2020年07月21日
サマリー
新型コロナウイルス感染拡大への対応は、感染症対策の強化に加え、社会的弱者の支援、経済対策など多方面から取り組むことが求められる。様々な主体によるコロナ債の発行、機関投資家によるエンゲージメント優先順位の見直しなど、発行体・投資家による取り組みも活発だ。背景として、社会課題の解決に取り組まないと、中長期的な経済成長が阻害され、自らにも跳ね返り得るという認識が広がっていることが考えられる。

======

課題
本文の「2020年07月21日」を含む箇所から書き始め、「がっていることが考えられる。」の後で止めて、その間の「コロナ債」を「ソーシャルボンド」に差し替えて書いてもらえますか？ 次の記録は本文とは関係がありません。

記録抜粋
======

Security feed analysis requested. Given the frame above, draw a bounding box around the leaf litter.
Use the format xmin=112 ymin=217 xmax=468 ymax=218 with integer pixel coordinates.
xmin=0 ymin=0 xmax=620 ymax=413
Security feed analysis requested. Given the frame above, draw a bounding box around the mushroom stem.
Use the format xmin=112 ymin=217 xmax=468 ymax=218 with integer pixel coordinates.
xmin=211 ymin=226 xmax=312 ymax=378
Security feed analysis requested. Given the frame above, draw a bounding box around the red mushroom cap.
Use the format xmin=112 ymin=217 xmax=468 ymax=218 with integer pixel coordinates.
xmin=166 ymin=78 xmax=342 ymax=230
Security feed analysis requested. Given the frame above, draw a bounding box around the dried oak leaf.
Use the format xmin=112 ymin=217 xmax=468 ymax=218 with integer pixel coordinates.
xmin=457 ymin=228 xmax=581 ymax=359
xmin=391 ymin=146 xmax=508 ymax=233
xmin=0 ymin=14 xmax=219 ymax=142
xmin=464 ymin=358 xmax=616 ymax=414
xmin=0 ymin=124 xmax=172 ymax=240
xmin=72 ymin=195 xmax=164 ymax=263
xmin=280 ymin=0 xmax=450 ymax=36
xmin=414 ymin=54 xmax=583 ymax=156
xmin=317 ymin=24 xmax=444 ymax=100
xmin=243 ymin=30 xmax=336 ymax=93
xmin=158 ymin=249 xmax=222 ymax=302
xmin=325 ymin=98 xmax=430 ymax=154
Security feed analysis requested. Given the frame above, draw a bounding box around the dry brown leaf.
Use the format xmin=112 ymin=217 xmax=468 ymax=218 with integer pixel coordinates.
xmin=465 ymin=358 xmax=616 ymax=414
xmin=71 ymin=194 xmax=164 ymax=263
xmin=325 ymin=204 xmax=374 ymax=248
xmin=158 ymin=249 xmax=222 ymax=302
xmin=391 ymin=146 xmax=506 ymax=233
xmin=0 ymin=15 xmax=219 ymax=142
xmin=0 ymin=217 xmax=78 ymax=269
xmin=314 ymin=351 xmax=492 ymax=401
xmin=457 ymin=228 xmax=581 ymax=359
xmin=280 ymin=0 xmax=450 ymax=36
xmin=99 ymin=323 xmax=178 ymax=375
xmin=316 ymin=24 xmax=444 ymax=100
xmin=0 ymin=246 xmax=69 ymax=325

======

解答
2020年07月21日
サマリー
新型コロナウイルス感染拡大への対応は、感染症対策の強化に加え、社会的弱者の支援、経済対策など多方面から取り組むことが求められる。様々な主体によるソーシャルボンドの発行、機関投資家によるエンゲージメント優先順位の見直しなど、発行体・投資家による取り組みも活発だ。背景として、社会課題の解決に取り組まないと、中長期的な経済成長が阻害され、自らにも跳ね返り得るという認識が広がっていることが考えられる。